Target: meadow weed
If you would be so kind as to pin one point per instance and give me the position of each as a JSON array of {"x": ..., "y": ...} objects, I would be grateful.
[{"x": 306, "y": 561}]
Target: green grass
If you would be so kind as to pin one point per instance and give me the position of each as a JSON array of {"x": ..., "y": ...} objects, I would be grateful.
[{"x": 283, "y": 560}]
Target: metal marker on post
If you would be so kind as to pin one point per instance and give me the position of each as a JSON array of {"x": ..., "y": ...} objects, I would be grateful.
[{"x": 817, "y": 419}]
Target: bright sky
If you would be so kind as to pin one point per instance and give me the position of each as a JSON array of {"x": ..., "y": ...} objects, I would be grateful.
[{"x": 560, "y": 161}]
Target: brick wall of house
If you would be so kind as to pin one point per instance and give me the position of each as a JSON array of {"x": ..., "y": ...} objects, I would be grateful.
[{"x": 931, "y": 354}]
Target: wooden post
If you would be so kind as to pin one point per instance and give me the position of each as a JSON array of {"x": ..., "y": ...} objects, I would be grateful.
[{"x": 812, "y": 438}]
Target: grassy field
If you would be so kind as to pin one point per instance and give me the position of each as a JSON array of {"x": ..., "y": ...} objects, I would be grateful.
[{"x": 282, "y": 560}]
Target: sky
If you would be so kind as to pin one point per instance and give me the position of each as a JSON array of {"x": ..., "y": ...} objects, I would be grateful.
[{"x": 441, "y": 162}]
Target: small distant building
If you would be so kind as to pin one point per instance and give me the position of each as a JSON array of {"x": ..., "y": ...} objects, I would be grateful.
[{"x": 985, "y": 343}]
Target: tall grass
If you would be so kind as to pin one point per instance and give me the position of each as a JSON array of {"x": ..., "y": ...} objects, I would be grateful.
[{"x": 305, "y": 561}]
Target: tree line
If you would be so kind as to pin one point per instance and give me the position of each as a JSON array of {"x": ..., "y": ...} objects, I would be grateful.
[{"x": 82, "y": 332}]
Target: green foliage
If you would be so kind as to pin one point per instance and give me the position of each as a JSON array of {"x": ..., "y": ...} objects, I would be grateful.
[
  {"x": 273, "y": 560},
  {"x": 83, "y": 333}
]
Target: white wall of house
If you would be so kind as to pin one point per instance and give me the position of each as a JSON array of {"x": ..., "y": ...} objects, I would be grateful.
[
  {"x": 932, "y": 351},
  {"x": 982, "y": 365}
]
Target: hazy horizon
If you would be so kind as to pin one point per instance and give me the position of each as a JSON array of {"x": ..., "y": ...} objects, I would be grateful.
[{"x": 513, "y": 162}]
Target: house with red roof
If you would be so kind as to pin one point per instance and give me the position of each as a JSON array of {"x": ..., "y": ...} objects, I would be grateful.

##############################

Requirement
Lines from the one containing "Target: wooden post" through the final line are to be given again verbatim, with nothing before or after.

Full output
Target: wooden post
If you would be so kind as to pin one point per instance and give me the position of each as a JSON array of {"x": ..., "y": ...} objects, I would be grateful.
[{"x": 812, "y": 438}]
Target: grassy field
If you would be so kind as to pin one point per instance and give me the position of each as a JSON array of {"x": ..., "y": ...} objects, I would be grateful.
[{"x": 282, "y": 560}]
Target: sky
If you would be so kind as to pin one point per instance and give me the position of each as a JSON array of {"x": ..., "y": ...} objects, I would be grateful.
[{"x": 441, "y": 162}]
Target: small distant building
If you would be so kind as to pin one point per instance and give me the position of each as a JSON array of {"x": ..., "y": ...} objects, I would be grateful.
[{"x": 985, "y": 343}]
Target: tall grass
If you would be so kind as to pin one point per instance and give me the position of each as a JSON array of {"x": ..., "y": ...} objects, I would be grateful.
[{"x": 305, "y": 561}]
Target: tree line
If you would be so kind as to pin one point per instance and give me the position of each as a JSON array of {"x": ..., "y": ...} objects, I would be grateful.
[{"x": 82, "y": 332}]
Target: green foliage
If you would be so kind as to pin one point per instance and give me the position of each as a JSON array of {"x": ..., "y": ...} objects, I would be grateful.
[
  {"x": 273, "y": 560},
  {"x": 83, "y": 333}
]
Target: white wall of house
If you would be so kind as to pin one point per instance and give me the position of each as a JSON array of {"x": ..., "y": ...} objects, I would be grateful.
[
  {"x": 932, "y": 351},
  {"x": 982, "y": 365}
]
Target: hazy horizon
If you would be so kind as to pin one point per instance and give me the position of each as a JSON array of {"x": ..., "y": ...} objects, I would be grateful.
[{"x": 513, "y": 162}]
Target: house with red roof
If you would be so kind as to pin one point per instance and give me the position of each as a JSON array of {"x": ..., "y": ...} objects, I would be grateful.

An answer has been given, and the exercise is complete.